──────── Supplied material ────────

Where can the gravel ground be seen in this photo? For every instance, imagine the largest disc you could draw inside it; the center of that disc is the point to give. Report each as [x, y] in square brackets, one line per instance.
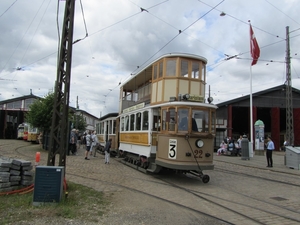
[127, 207]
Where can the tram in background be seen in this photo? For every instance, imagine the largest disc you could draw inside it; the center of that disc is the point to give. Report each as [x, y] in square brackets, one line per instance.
[22, 131]
[106, 129]
[33, 135]
[164, 121]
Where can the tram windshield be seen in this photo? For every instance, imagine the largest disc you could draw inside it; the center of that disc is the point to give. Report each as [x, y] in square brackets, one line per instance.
[184, 119]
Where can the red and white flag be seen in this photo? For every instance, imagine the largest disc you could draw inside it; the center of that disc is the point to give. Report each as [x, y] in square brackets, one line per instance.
[254, 48]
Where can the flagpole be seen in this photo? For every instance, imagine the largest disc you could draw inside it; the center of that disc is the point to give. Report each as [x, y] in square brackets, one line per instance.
[251, 117]
[255, 52]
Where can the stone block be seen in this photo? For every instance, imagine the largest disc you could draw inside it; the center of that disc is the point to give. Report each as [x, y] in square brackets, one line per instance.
[4, 185]
[26, 168]
[26, 182]
[5, 163]
[27, 178]
[4, 169]
[28, 173]
[15, 167]
[21, 162]
[14, 178]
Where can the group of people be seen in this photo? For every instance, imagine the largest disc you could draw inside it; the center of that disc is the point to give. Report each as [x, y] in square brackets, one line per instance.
[229, 145]
[90, 141]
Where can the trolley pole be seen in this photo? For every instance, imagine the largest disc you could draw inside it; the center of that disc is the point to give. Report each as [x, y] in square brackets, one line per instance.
[59, 130]
[289, 95]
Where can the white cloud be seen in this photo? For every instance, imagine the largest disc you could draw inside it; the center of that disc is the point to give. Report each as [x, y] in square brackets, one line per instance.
[121, 37]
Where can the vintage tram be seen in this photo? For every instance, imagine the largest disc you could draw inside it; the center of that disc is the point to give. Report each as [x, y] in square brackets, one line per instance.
[164, 120]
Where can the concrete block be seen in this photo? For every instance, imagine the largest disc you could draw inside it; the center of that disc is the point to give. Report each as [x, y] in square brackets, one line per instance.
[21, 162]
[4, 169]
[15, 172]
[15, 167]
[5, 185]
[14, 178]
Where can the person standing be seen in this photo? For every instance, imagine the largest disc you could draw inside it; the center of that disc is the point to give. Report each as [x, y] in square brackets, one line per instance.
[107, 151]
[270, 149]
[88, 145]
[94, 143]
[73, 140]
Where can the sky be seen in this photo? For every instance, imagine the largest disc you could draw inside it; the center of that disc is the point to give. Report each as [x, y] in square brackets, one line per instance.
[117, 36]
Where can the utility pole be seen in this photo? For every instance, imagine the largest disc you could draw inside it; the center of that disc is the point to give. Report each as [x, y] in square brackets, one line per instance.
[59, 130]
[289, 96]
[76, 114]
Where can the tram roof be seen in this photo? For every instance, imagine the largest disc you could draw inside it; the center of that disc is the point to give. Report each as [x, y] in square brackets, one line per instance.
[148, 75]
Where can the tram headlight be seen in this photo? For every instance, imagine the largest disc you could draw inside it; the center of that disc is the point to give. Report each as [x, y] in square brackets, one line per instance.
[199, 143]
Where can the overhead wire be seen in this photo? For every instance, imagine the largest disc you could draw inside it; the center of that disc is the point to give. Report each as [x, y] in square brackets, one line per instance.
[8, 8]
[180, 31]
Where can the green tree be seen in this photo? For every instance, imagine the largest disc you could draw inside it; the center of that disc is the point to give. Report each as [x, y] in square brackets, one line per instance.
[78, 121]
[40, 113]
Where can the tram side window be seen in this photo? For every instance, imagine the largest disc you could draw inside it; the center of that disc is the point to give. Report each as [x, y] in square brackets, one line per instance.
[145, 120]
[164, 118]
[183, 119]
[138, 121]
[213, 122]
[102, 127]
[155, 72]
[171, 119]
[203, 72]
[126, 123]
[132, 122]
[122, 124]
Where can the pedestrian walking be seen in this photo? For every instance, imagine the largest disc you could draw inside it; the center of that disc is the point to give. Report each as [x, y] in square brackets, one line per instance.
[270, 149]
[73, 141]
[88, 145]
[94, 143]
[107, 151]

────────

• [Task requirements]
The listing above must be retyped word for word, without the pictures.

• [Written response]
Where can the gravel ground be seen in this photo? For every instance, imagine the largest disc you could draw inside it; the center of that disc is the point to give. Report each as [x, y] in square brackets, one line per instance.
[127, 207]
Where can the tram in background be seen in this photo? For every instance, imagine the largest disc you could draw inside it; the center of that disc is the point to give. Report each as [x, y] in square brackets, one line per instance.
[22, 131]
[106, 129]
[33, 135]
[164, 121]
Where can the tram windshield be seen in this photo? For every instance, imagine the largest disc you could draw inside it; the center of that disc is the point to give. Report each as [x, y] in square brackets, one line per instance.
[184, 119]
Where can the red and white flag be seen in this photo? For every instance, imagine the largest disc you could draw inside it; the center of that disc is the point to give. Report each as [x, y] in square brackets, one line per instance.
[254, 48]
Where can the flagpole be seen in this photo? For every instance, imagine the largest disc you could draw inside it; the center of that disc is the point to give. Report each as [x, y] in square brackets, one line per instance.
[251, 117]
[255, 52]
Where can the stone block be seen in this photo? For every instance, imagine the largest disc you could draw inside it; the center of that disc is the point to give. Report each as [x, y] in square brackets, one line per instance.
[4, 185]
[26, 168]
[26, 182]
[5, 163]
[27, 178]
[4, 169]
[28, 173]
[15, 167]
[21, 162]
[14, 178]
Where can the group of people be seen in this photo? For every instance, imagine the largest disc you could draw inside it; the center of that disc is the point to give. Report each as [x, y] in square brackets, one line per instance.
[229, 145]
[90, 141]
Where can the trolley pole be seen in this photo? For every instance, imagine the largest disc you could draw inside it; the center of that disc is the point to give. Report each as [x, y] in square brackets, one line per instance.
[59, 130]
[289, 95]
Where can the white cloud be seen in this photo? For every instance, imagine the largest disc you could draw inside it; the center of that disc is the point to give. Report each as [x, y] in square brackets, one line per instance.
[121, 37]
Where can the vintage tram be seen in this photo? For every instance, imagine the largest disc you could draw inside it; the center of that disc is the point to give. Report each as [x, y] in square brackets, one line per instance.
[164, 120]
Where can the concrete block be seen in this photo? For every instance, imagine the largest disc you could draw inside it; the center of that disc is the point to give. Report each as [x, y] in square brackets, one line per instance.
[21, 162]
[4, 169]
[15, 172]
[15, 167]
[5, 185]
[14, 178]
Where can the person standing be seen in this photo? For every instance, imagine the largest disc you could draw inside it; the center of that disc is the point to give. Report each as [x, y] in square brackets, one line per instance.
[107, 151]
[270, 149]
[88, 145]
[94, 143]
[73, 140]
Where can the sky be seen in this photo? For every instance, imagine the largest disc you could draw inside it; the center of that disc is the point to give. Report each as [x, y] in square brackets, one line per instance.
[117, 36]
Where can the utility pole be seen in this photo? For every instance, imagine the largest disc you could draw inside it; the center of that disc is the point to give. Report each as [x, y] in square brackets, one line per instance.
[59, 130]
[289, 96]
[76, 114]
Where can the tram roof be seen in this photo? For every instance, imagine the largest disc you could draw inside it; the center of that disc is the point to give. Report each as [x, y] in square brackets, one line per instance.
[148, 75]
Where can the tram headlight be seen in this photo? For every instance, imagine the largest disc you could draw inside it; the center of that disc is the point to give. Report each as [x, y] in square brackets, one line per instance.
[199, 143]
Where can the overhead wire be seen in this photo? For every instance, imagine the largest disc you could draw inside it; the center of that disc is the point to give. Report each as [x, y] in square brackets, one line per instance.
[8, 8]
[180, 31]
Where can the green tree be seen in this photo? For every instance, imagine the largest disc you could draw inside it; the center of that disc is the point to give. Report each as [x, y] in square brackets, one line per instance.
[78, 121]
[40, 113]
Where can the tram side window be seen in this photo? For every instance, imagine the largest disc you could draw inside it; the center of that disc is the point to give. Report each as [x, y] in square brackets, one line per instance.
[145, 120]
[164, 118]
[183, 119]
[138, 121]
[213, 122]
[102, 127]
[155, 72]
[171, 119]
[203, 72]
[126, 123]
[132, 122]
[122, 124]
Where can the pedestrian walking be seen in this photo? For every instance, imagine the largest disc you could draw inside it; the center of that disc is the point to give. Report each as [x, y] in square brackets, one line per instance.
[270, 149]
[73, 141]
[88, 145]
[94, 143]
[107, 151]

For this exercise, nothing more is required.